What you have to do:
Take the material below and write it all out again exactly.

Supplied entries:

— begin —

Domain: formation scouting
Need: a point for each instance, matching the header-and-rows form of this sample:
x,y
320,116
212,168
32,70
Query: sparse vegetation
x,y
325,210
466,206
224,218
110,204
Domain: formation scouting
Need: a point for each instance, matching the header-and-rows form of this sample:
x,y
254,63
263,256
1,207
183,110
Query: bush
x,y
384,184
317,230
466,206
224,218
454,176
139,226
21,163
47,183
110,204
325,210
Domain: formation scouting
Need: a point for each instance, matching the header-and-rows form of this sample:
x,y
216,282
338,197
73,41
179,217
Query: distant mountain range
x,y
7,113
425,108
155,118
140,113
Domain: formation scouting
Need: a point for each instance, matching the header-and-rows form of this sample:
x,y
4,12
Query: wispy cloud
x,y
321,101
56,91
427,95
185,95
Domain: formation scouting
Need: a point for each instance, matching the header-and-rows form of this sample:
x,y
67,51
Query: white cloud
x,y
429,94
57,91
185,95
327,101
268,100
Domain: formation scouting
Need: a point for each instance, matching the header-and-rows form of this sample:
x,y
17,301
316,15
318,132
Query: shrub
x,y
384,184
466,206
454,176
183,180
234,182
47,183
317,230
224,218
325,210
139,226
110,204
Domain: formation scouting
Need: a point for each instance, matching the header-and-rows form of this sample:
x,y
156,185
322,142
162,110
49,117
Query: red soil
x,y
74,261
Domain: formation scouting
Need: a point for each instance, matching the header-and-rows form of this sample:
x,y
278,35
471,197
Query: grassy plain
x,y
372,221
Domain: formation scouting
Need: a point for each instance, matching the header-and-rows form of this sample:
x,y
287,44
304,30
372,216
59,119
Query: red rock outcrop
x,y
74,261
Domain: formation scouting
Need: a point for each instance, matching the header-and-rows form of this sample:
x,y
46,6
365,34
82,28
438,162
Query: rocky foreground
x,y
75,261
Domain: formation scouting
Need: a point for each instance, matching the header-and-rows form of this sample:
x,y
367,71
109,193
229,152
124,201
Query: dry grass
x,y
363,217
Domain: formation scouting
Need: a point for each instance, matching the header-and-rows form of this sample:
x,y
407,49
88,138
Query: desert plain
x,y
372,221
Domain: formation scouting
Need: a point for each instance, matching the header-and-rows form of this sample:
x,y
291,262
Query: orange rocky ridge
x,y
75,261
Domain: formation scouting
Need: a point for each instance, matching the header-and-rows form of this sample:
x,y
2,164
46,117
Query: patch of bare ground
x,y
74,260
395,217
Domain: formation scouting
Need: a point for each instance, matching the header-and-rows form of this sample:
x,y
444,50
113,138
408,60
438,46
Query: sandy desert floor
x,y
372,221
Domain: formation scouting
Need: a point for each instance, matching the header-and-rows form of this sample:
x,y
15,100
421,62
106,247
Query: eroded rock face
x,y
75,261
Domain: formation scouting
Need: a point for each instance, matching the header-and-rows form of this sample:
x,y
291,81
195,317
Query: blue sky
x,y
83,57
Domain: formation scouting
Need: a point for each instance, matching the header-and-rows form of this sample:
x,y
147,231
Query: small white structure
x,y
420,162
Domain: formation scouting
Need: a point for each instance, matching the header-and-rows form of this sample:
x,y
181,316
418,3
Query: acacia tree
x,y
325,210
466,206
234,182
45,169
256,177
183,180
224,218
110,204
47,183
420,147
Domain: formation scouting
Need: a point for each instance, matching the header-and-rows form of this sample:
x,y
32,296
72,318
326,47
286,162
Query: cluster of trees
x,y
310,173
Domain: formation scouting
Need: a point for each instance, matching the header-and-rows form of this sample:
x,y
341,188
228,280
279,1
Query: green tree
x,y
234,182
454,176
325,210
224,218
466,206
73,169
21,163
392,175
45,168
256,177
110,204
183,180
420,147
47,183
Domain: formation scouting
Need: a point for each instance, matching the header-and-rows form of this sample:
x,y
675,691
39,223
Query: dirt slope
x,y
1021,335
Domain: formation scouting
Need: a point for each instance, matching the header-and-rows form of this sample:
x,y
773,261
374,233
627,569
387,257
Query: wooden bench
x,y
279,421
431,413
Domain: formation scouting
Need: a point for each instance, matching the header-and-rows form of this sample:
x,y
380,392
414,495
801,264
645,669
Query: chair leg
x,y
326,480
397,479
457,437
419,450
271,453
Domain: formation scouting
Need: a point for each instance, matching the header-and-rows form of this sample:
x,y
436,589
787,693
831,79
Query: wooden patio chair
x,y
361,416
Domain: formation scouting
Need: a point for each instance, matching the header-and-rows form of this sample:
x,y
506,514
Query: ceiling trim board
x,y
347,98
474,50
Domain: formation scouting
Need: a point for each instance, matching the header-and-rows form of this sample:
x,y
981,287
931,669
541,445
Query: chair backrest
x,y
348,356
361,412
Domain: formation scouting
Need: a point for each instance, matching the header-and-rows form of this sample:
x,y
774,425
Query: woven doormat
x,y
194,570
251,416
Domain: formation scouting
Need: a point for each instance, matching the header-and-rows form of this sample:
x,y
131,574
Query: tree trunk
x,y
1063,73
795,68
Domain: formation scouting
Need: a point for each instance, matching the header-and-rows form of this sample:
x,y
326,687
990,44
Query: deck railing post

— end —

Result:
Domain: formation scouting
Need: a point for each instance, matching the header-and-rows form of this sample:
x,y
320,116
212,168
32,70
Query: sparse vegetation
x,y
325,210
466,206
224,218
110,204
Domain: formation scouting
Need: a point for each instance, matching the header-and-rows form of this sample:
x,y
254,63
263,256
1,207
183,110
Query: bush
x,y
384,184
317,230
466,206
224,218
454,176
139,226
21,163
47,183
110,204
325,210
Domain: formation scouting
Need: a point for each instance, matching the header-and-rows form of this sample:
x,y
216,282
338,197
73,41
179,217
Query: distant mountain range
x,y
7,113
425,108
155,118
140,113
Domain: formation scouting
Need: a point for each instance, matching the header-and-rows form of this sample:
x,y
4,12
Query: wispy cloud
x,y
321,101
56,91
427,95
185,95
Domain: formation scouting
Need: a point for each instance, matching the header-and-rows form of this sample:
x,y
67,51
Query: white cloud
x,y
429,94
57,91
185,95
327,101
268,100
Domain: formation scouting
Need: a point for each instance, matching the header-and-rows form of this sample:
x,y
17,301
316,15
318,132
Query: shrub
x,y
384,184
466,206
454,176
183,180
234,182
47,183
317,230
224,218
325,210
139,226
110,204
Domain: formation scouting
Need: a point for each instance, matching the header-and-rows form of this sample:
x,y
156,185
322,142
162,110
49,117
Query: red soil
x,y
74,261
Domain: formation scouting
Need: a point for each instance, matching the header-and-rows form of this sample:
x,y
278,35
471,197
Query: grassy plain
x,y
372,221
Domain: formation scouting
Need: a point for each instance, matching the header-and-rows form of this sample:
x,y
287,44
304,30
372,216
59,119
Query: red rock outcrop
x,y
74,261
Domain: formation scouting
Need: a point for each instance, matching the header-and-rows form of this sample:
x,y
46,6
365,34
82,28
438,162
Query: rocky foreground
x,y
75,261
Domain: formation scouting
Need: a point for each instance, matching the header-and-rows form of this sample:
x,y
367,71
109,193
229,152
124,201
Query: dry grass
x,y
363,217
Domain: formation scouting
Need: a point for each instance, matching the header-and-rows form of this sample:
x,y
407,49
88,138
Query: desert plain
x,y
372,221
Domain: formation scouting
Need: a point for each instance, matching the header-and-rows form of this sample:
x,y
291,262
Query: orange rocky ridge
x,y
75,261
Domain: formation scouting
Need: a point for each instance, matching the header-and-rows form of this sample:
x,y
2,164
46,117
Query: patch of bare ground
x,y
74,260
395,217
Domain: formation scouting
Need: a point for each instance, matching the header-and-rows form of this sample:
x,y
444,50
113,138
408,60
438,46
Query: sandy desert floor
x,y
372,221
Domain: formation scouting
Need: a point for each instance, matching the header-and-rows form of this sample:
x,y
15,100
421,62
106,247
Query: eroded rock face
x,y
75,261
Domain: formation scouting
Need: a point for each instance, matching the header-and-rows form of this sample:
x,y
291,81
195,317
Query: blue sky
x,y
83,57
Domain: formation scouting
Need: a point for each instance, matching the header-and-rows form of this sample:
x,y
147,231
Query: small white structure
x,y
420,162
Domain: formation scouting
Need: a point for each instance, matching the header-and-rows form of this sample:
x,y
181,316
418,3
Query: acacia tree
x,y
325,210
466,206
234,182
45,169
256,177
183,180
224,218
110,204
47,183
420,147
Domain: formation scouting
Need: a point for each instance, matching the header-and-rows form of this sample:
x,y
32,296
72,318
326,47
286,162
Query: cluster of trees
x,y
310,173
Domain: formation scouting
Need: a point for each instance, matching the header-and-rows form of this sample:
x,y
341,188
228,280
279,1
Query: green tree
x,y
234,182
454,176
325,210
224,218
466,206
73,169
21,163
392,175
45,168
256,177
110,204
183,180
420,147
47,183
Domain: formation scouting
Need: a point for each instance, matching the header-and-rows form of this sample:
x,y
675,691
39,223
Query: dirt slope
x,y
1021,335
Domain: formation scouting
Need: a point for each instance, matching the header-and-rows form of this sample:
x,y
773,261
374,233
627,569
387,257
Query: wooden bench
x,y
279,421
431,413
Domain: formation scouting
Need: a point for each instance, matching the header-and-rows form of this sample:
x,y
380,392
414,495
801,264
645,669
Query: chair leg
x,y
326,480
397,479
457,437
419,450
271,453
Domain: formation scouting
Need: a point for each instance, matching the header-and-rows form of this sample:
x,y
436,589
787,693
831,79
Query: wooden patio chair
x,y
361,416
Domain: formation scouting
Need: a point for each instance, matching the header-and-rows form of this sample:
x,y
506,514
Query: ceiling trim board
x,y
347,98
474,50
Domain: formation scouting
Need: a point for each instance, matching the header-and-rows form of this sample:
x,y
981,287
931,669
541,445
Query: chair backrest
x,y
348,356
361,412
Domain: formation scouting
Need: a point for each instance, matching the header-and-rows form of this sample:
x,y
774,425
Query: woven doormat
x,y
194,570
251,416
Domain: formation scouting
Need: a point for each instance, matching the header-and-rows form of this sample:
x,y
131,574
Query: tree trunk
x,y
1063,73
795,68
Domain: formation scouting
Need: a point for each instance, matching the header-and-rows form of this sample:
x,y
326,687
990,44
Query: deck railing post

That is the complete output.